▶ **Text provided**

+===+

You have to be awakened to that calling. It’s not something that you necessarily feel born with. Art is also about cognition. You have to be cognizant that you are compelled to do it. In your case, you were spread out among every medium. It seems like you had an equal calling for music, for every area of craft, or visual art, for painting, for sculpture.

Yes, I love playing music and making art. I play the five-string banjo and have a band called “Audrey Flack and the History of Art String Band.” I write songs about artists: Jackson Pollock, Lee Krasner, Van Gogh, Picasso, Caravaggio, etc. I was a good classical pianist, but my innate skills as an artist far exceeded mine as a musician.

Well, you’ve demonstrated that.

A girl who lived on the other side of my building told me about a school that specialized in art and music. After that I prayed to whatever powers that were out there that I could get into the High School of Music & Art.

You had to pass a test?

Yes. I asked my brother whether I should take the test for music or art. He said, Well, you can always take piano lessons. Take the test for art. No one in my family had ever heard of art lessons. Can you imagine how ignorant we were? In my heart, I was already an artist. From the time I was five years old, a girl named Margie Ponce and I played in the park together. We must have recognized something in each other even though we were not totally conscious of it. We were different than the other kids. We played differently. We saw differently. We were already artists.

Years later, Marjorie exhibited at the Cordier Eckstrom Gallery, which was next to French & Co., where I exhibited. She married Marvin Israel who was a famous art director. Marvin had an affair with Diane Arbus for many years. Many people say Arbus killed herself because Marvin would not leave Margie.

Back to the subject of Music & Art—Flora, the girl in the building who told me about Music & Art, was doted upon by her parents. My home life was quite different. My mother was a gambler and as long as she could lead her own secret life, I was left on my own.

Audrey Flack photorealist
Audrey Flack, Wheel of Fortune (Vanitas), 1977–78. Oil over acrylic on canvas, 96 x 96 in.

You don’t mention your father at all.

Oh, he was a powerful man who loved me but he worked all the time. Both of my parents were immigrants who had to make their own way.

Were there battles in the house about the gambling?

+===+

(Stored data)

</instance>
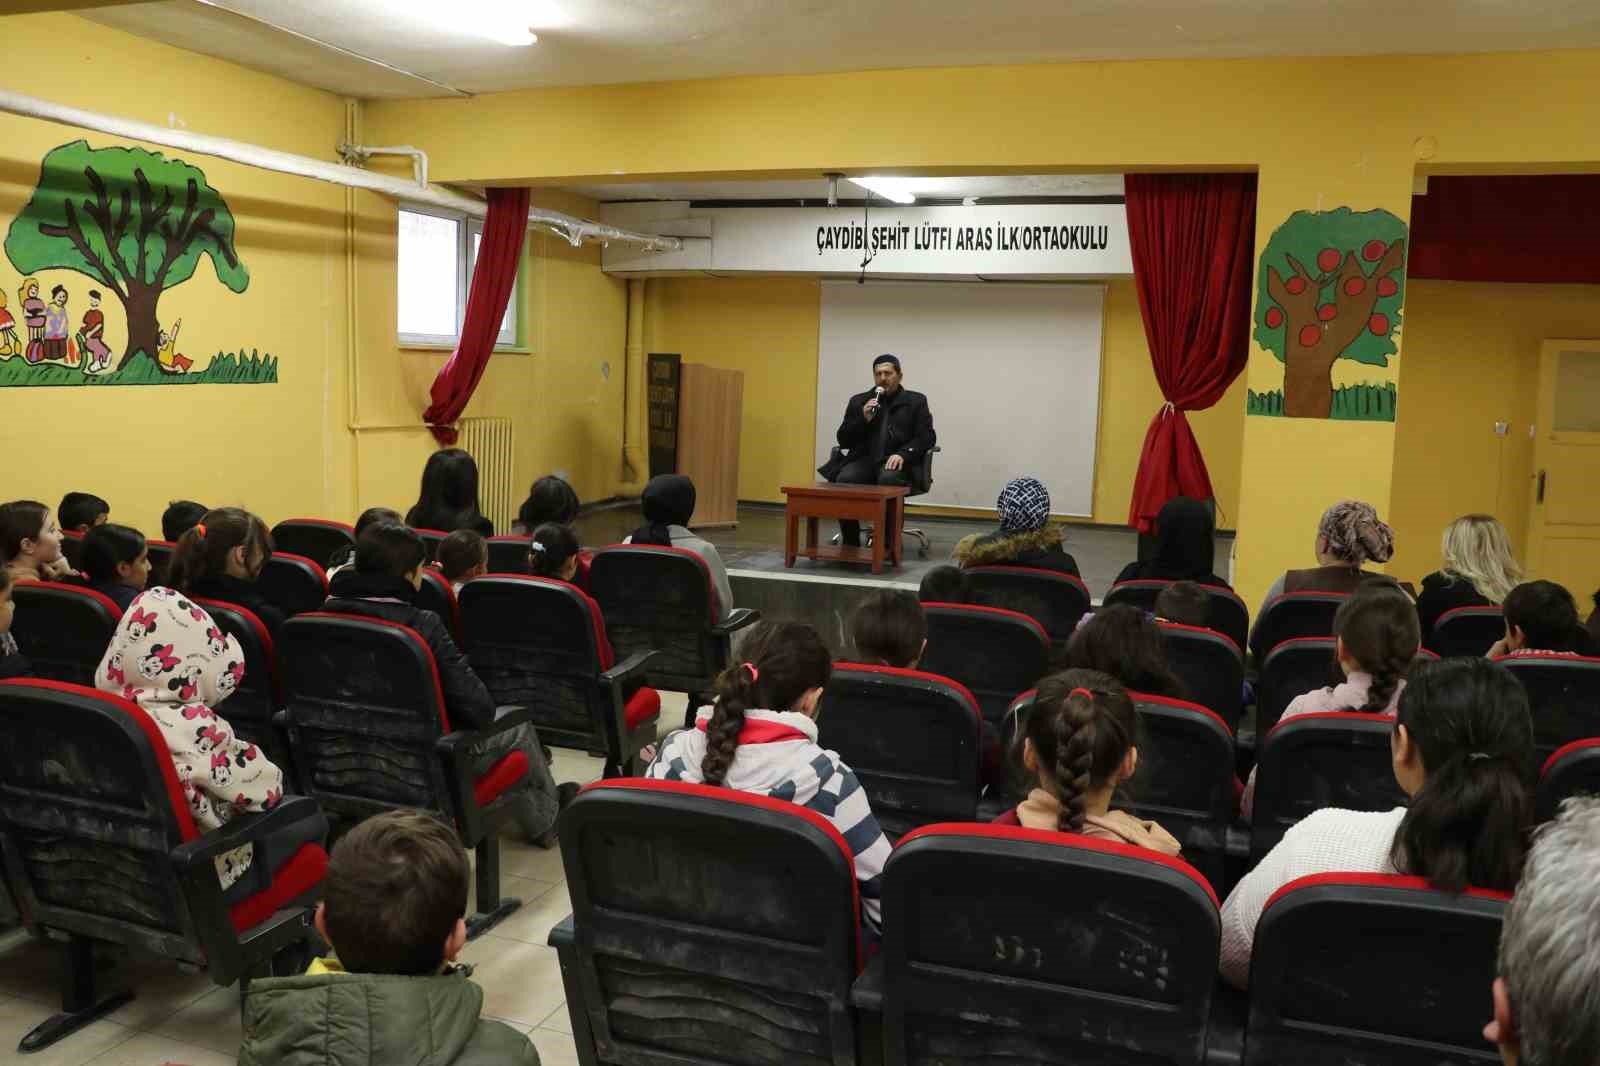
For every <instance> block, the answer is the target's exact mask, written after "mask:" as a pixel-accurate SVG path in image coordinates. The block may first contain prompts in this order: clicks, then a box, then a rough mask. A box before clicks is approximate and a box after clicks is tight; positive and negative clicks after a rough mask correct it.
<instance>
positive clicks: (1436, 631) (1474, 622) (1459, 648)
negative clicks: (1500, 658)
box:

+===+

▶ **Problem set**
**1.** In the interview, substitute "hoped" for "prayed" in the passage starting at "A girl who lived" and ending at "pass a test?", and write out that passage.
**2.** Repeat the stored data records line for line, leaving out the pictures.
The interview and the records are separate pieces of material.

▶ **Solutions per task**
**1.**
A girl who lived on the other side of my building told me about a school that specialized in art and music. After that I hoped to whatever powers that were out there that I could get into the High School of Music & Art.

You had to pass a test?

**2.**
</instance>
For every <instance> block, the answer is the target's exact mask, written after "mask:" as a pixel-accurate SVG path in image coordinates. The block may first contain prompts in this order: clicks, then a box, then a rough mask. A box before clicks is approximate and a box after clicks is tight; positive and negative clicks after a rough mask correct it.
<instance>
positive clicks: (1436, 631) (1474, 622) (1459, 648)
negative clicks: (1500, 658)
box:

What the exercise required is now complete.